[Opening Text under study section]
Investor testifies against Shkreli at start of fraud trial.

Shkreli's Hedge Fund Went From Success to Bust in 31 Minutes
Martin Shkreli, former chief executive officer of Turing Pharmaceuticals AG, left, exits federal court with his attorney Benjamin Brafman in the Brooklyn borough of New York, U.S. (Photographer: Jeenah Moon/Bloomberg)

(Bloomberg) -- In 31 minutes a hedge fund managed by Martin Shkreli in 2012 went from a roaring success to an empty shell, one of his investors told a jury.

Sarah Hassan, 27, who gave Shkreli $300,000 to invest, said she got an email at 8:13 p.m. on Sept. 9, 2012, saying she was up $135,000, a return of 45 percent. At 8:44 p.m., Shkreli sent out a second email notifying Hassan and other investors he was shutting the fund down.

"We went through operational mishaps," Shkreli said in the email. "There is no longer any cash in the funds."
[Closing Text under study section]
#### Work order 1
According to the article on Shkreli's trial, how much money did Sarah Hassan give Shkreli to invest?
#### Work order 2
Who are all the people named in the article on Shkreli's trial?
The entries after this point are separate material, unrelated to the article on Shkreli's trial.
[Opening Source data section]
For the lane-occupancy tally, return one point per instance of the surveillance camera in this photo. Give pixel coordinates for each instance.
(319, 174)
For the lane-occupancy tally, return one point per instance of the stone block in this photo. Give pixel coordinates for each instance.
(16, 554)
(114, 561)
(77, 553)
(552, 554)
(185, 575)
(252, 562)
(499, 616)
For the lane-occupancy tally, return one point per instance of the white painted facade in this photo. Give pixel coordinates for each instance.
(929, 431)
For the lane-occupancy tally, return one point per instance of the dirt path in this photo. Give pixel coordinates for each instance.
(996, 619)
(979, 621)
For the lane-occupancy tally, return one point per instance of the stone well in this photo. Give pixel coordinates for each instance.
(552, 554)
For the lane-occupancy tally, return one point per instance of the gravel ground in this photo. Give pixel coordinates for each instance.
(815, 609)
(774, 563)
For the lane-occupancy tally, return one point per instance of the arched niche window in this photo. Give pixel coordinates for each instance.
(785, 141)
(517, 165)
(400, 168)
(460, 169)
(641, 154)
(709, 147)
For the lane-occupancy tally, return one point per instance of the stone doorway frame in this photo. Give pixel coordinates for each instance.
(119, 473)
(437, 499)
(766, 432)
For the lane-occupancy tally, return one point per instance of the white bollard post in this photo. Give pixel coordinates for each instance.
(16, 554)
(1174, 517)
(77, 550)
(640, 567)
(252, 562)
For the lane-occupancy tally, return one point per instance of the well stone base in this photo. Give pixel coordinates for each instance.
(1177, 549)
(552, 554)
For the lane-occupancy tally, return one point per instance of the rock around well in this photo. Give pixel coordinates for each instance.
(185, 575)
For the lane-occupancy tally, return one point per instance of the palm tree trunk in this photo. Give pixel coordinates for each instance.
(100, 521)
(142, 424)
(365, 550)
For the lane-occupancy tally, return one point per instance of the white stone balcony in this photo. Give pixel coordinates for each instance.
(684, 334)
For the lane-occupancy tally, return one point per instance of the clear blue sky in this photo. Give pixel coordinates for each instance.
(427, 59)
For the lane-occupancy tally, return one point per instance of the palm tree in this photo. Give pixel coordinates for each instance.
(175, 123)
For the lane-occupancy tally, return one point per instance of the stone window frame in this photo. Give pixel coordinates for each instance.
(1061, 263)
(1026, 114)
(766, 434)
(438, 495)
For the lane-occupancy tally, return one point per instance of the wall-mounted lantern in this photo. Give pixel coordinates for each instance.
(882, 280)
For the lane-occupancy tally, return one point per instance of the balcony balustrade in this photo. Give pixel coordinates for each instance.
[Closing Source data section]
#### Answer section 1
$300,000

#### Answer section 2
Martin Shkreli, Benjamin Brafman, Jeenah Moon, Sarah Hassan